Exercise requirements. Every line of the listing must be repeated exactly.

Data excerpts.
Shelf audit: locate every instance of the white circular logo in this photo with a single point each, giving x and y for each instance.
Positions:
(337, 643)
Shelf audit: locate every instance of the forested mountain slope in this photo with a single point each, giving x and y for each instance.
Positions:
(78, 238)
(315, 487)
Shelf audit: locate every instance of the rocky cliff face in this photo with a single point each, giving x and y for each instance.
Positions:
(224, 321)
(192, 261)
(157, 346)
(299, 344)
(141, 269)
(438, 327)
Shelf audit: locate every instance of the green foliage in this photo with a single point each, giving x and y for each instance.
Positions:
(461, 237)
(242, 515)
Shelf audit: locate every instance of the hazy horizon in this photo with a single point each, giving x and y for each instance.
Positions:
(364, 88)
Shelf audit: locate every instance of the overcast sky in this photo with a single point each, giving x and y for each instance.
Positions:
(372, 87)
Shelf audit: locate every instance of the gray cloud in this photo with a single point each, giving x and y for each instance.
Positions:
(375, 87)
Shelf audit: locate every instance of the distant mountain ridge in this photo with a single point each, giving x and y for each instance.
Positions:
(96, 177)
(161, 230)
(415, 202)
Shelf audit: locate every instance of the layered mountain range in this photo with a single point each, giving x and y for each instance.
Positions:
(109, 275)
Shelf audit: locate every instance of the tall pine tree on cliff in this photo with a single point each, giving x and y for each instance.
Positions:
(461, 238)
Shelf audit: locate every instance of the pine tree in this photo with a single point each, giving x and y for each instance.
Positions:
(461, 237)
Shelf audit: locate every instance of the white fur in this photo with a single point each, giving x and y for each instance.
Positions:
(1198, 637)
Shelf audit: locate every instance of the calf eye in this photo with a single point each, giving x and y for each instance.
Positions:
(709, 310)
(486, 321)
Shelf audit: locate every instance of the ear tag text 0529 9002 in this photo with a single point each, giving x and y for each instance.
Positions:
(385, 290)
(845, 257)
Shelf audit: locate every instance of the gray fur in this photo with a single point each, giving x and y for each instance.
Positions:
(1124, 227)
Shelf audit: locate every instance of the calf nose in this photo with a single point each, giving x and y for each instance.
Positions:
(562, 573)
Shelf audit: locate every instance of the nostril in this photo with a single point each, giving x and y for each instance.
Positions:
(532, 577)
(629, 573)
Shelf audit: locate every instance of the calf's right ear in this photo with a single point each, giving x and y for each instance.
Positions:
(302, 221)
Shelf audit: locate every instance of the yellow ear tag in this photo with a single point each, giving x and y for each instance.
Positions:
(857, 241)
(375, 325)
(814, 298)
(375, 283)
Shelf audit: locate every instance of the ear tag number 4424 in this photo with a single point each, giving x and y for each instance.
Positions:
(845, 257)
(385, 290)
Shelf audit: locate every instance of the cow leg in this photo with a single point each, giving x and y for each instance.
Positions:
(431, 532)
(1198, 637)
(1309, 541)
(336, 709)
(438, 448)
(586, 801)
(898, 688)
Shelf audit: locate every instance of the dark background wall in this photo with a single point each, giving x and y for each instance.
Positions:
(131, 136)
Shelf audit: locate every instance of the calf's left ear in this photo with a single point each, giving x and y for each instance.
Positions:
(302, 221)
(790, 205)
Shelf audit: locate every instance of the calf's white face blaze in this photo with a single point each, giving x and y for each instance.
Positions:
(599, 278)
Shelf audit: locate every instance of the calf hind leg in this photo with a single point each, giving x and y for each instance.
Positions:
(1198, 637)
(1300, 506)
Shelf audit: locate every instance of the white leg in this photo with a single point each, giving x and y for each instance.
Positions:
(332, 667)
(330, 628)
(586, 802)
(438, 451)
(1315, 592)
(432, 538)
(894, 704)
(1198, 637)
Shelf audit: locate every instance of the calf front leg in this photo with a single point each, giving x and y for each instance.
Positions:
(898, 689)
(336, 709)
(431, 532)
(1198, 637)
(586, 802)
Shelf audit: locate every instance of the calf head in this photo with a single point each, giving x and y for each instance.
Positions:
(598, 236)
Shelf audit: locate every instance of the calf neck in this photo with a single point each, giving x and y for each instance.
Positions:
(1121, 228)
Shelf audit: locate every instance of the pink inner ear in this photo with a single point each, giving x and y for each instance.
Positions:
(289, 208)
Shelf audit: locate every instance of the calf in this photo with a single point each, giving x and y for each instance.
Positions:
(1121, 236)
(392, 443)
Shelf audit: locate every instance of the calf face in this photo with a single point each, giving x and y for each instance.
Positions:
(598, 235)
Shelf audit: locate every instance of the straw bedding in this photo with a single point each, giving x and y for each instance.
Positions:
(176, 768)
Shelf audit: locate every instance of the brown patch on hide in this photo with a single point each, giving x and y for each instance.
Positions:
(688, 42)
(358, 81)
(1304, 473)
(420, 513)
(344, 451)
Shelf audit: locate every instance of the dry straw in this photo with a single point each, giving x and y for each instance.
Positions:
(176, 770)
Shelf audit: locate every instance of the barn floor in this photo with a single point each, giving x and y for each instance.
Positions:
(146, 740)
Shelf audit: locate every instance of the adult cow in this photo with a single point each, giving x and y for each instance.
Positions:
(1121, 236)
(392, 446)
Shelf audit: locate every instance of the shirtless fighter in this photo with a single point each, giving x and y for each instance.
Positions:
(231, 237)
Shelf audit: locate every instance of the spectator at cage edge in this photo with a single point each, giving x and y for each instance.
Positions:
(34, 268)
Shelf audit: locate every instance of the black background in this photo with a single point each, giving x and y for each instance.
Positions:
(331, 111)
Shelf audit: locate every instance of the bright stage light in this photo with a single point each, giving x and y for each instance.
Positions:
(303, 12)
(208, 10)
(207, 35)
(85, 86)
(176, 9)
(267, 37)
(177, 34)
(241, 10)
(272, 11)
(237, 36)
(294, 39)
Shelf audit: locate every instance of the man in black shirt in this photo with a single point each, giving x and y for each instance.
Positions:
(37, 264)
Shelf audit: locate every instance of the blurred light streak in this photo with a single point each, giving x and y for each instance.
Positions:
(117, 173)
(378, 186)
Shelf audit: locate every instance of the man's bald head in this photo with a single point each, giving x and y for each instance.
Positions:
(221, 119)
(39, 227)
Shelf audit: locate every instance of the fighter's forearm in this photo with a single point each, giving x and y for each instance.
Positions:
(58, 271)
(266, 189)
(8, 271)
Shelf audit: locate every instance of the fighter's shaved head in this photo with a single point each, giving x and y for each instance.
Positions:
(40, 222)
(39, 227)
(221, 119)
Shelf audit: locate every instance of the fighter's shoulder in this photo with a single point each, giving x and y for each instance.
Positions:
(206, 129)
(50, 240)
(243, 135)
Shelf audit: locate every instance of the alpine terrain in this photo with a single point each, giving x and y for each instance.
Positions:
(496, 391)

Exercise response.
Shelf audit: locate every instance of the white circular logo in this photo with a single point each, giving x and y for each instance.
Positions:
(337, 643)
Shelf audit: locate every instance of the forested mountain slope in this photo with a single point each, giving x and y for each instance.
Positions:
(78, 238)
(315, 487)
Shelf audit: locate every instance of the rocky cliff face in this photo with a single point each, giving x and y for each instance.
Positions:
(224, 321)
(192, 261)
(157, 346)
(299, 344)
(141, 269)
(438, 327)
Shelf audit: locate every instance of the green foliage in this photo with a single point each, giving x and y for each instance.
Positions:
(461, 237)
(242, 515)
Shelf audit: locate every instance of the hazy horizon in this photo with a single point each, giving x and y for each instance.
Positions:
(364, 88)
Shelf audit: locate every instance of the overcast sky in this photo with a single point each, giving x and y for each instance.
Positions:
(372, 87)
Shelf audit: locate every instance of the gray cloud in this photo with a single point each, giving x and y for each instance.
Positions:
(375, 87)
Shelf audit: locate every instance of the distant mountain ridge in this photo with a single point each, giving x and y for each instance.
Positions:
(96, 177)
(161, 230)
(415, 202)
Shelf audit: locate every instance of the layered mountain range in this photo with a single point each, giving x and y for each instance.
Positions:
(109, 275)
Shelf audit: locate every instance of the tall pine tree on cliff in this photo with a single point each, giving x and y for each instance.
Positions:
(461, 238)
Shelf audit: locate every instance of the pine tree in this photo with a single point each, giving x and y for each instance.
Positions:
(461, 237)
Shelf audit: locate every instance of the white fur in this photo with a single point each, giving x and y for each instance.
Positions:
(1198, 637)
Shelf audit: locate every instance of the calf eye in this photo with a single point each, giving x and y for each instance.
Positions:
(709, 310)
(486, 321)
Shelf audit: locate every instance of the ear tag text 0529 9002 in this photo with a single point each, giving x and y for each instance.
Positions:
(385, 290)
(845, 257)
Shelf audit: locate every instance of the gray fur in this photo with a single point each, giving x and y for each instance.
Positions:
(1124, 227)
Shelf audit: locate every instance of the calf nose in this photo with a single point each, giving x and y for each instance.
Positions:
(562, 573)
Shelf audit: locate every instance of the nostril in this photo with a single point each, giving x and y for each instance.
Positions:
(532, 577)
(629, 573)
Shelf audit: locate every instance of the calf's right ear in this photo with a single point each, giving x and y for each instance.
Positions:
(302, 221)
Shelf audit: locate every instance of the yellow ear tag in this photo with a single point each, giving x and y for each instance.
Positions:
(857, 241)
(375, 325)
(814, 298)
(375, 283)
Shelf audit: locate every instance of the ear tag number 4424 in this photo with a single point each, giving x and y for each instance.
Positions:
(845, 257)
(385, 290)
Shelf audit: locate every instance of the cow leg in this photo with a single point each, giving x and y for each instance.
Positions:
(431, 532)
(1198, 637)
(1309, 541)
(336, 709)
(438, 448)
(586, 801)
(898, 688)
Shelf audit: locate every instance of the dark background wall in this photo with a single point each, giving x and y for each instance.
Positions:
(131, 136)
Shelf audit: locate every instance of the calf's left ear in this photo with a single point each, giving x and y for each instance.
Positions:
(302, 221)
(790, 205)
Shelf audit: locate every instance of the calf's white face blaze in this photo with a single point each, giving x and y for each instance.
Positions:
(599, 278)
Shelf audit: locate every instance of the calf hind leg in this photo with a single point each, giving x and y for each instance.
Positions:
(1198, 637)
(1300, 506)
Shelf audit: locate every instance of the white leg in this photo with a single point each, giving x and y for each instance.
Positions:
(332, 667)
(330, 628)
(586, 802)
(438, 451)
(1315, 592)
(432, 538)
(894, 704)
(1198, 637)
Shelf audit: locate every instance of the calf front leg in this photo with a single point each, giving x and y for each instance.
Positions:
(898, 689)
(336, 709)
(431, 532)
(1198, 637)
(586, 802)
Shelf audit: locate every instance of the calf head in this photo with a single point each, giving x and y for each instance.
Positions:
(598, 236)
Shelf audit: locate every instance of the calf neck in this photo with a single point each, giving x and y for each instance.
Positions:
(1121, 228)
Shelf audit: locate every instance of the pink inner ear in this photo with a single point each, giving x and y for each instance.
Positions:
(289, 208)
Shelf audit: locate every instance of the calf in this photo with a single point each, giving x and y for each instance.
Positions:
(1121, 236)
(392, 443)
Shelf audit: locate every instance of the calf face in this photo with a single point each, giving x and y for each instance.
Positions:
(598, 235)
Shelf audit: locate every instance of the straw bedding in this photo with a single point each, giving x and y for each instance.
Positions:
(176, 768)
Shelf audit: locate every instance of the brown patch on hide in this photo with a single point each, giving x and y for each instance.
Positions:
(688, 42)
(358, 81)
(1304, 473)
(420, 513)
(344, 451)
Shelf audit: locate every instance of the dry straw in this photo with a single point each, giving x and y for each instance.
Positions:
(176, 770)
Shelf audit: locate every instance of the barn floor in this photo with a single point each, giving x and y for each instance.
Positions:
(146, 740)
Shelf audit: locate every instance of the adult cow in this photo with a single point each, giving x and y for each instance.
Positions:
(1121, 236)
(392, 446)
Shelf audit: locate every instance of the shirtless fighter in this photo with a single point each, giving x and y for each instance.
Positions:
(231, 237)
Shelf audit: locate every instance of the spectator at cage edge in this photo with a single point each, giving x and y for each instance.
Positions:
(34, 268)
Shelf audit: locate every instance of the black background in this photo with a single point each, giving x and y for each instance.
Positions:
(331, 111)
Shelf audit: locate every instance of the bright stage light in this photo with a single point each, giving x and y for each instance.
Positions:
(303, 12)
(208, 10)
(207, 35)
(85, 86)
(176, 9)
(267, 37)
(177, 34)
(241, 10)
(272, 11)
(237, 36)
(294, 39)
Shelf audit: locate every instance of the man in black shirt in this photo with a single point each, giving x and y for each instance.
Positions:
(37, 264)
Shelf audit: locate every instance of the blurred light streak in this photo with a single point each, giving x and y for each instance.
Positions:
(117, 173)
(378, 186)
Shelf audit: locate every instance of the man's bald head in this photo with a single point each, giving x and y for each instance.
Positions:
(221, 119)
(39, 227)
Shelf audit: locate every instance of the fighter's forearm in this photo with a single point each, giving x and y for each instance.
Positions:
(58, 271)
(266, 189)
(8, 271)
Shelf audit: locate every instance of the fighter's shaved head in this photo with a single point each, giving x and y for each instance.
Positions:
(40, 222)
(39, 227)
(221, 119)
Shelf audit: locate every instance of the fighter's shoulder in this photo with a single point each, giving x and y for each instance.
Positions:
(206, 129)
(50, 240)
(243, 135)
Shelf audit: locate every instance of the alpine terrain in this photo with a single point each, giving x and y for each instance.
Positions:
(496, 391)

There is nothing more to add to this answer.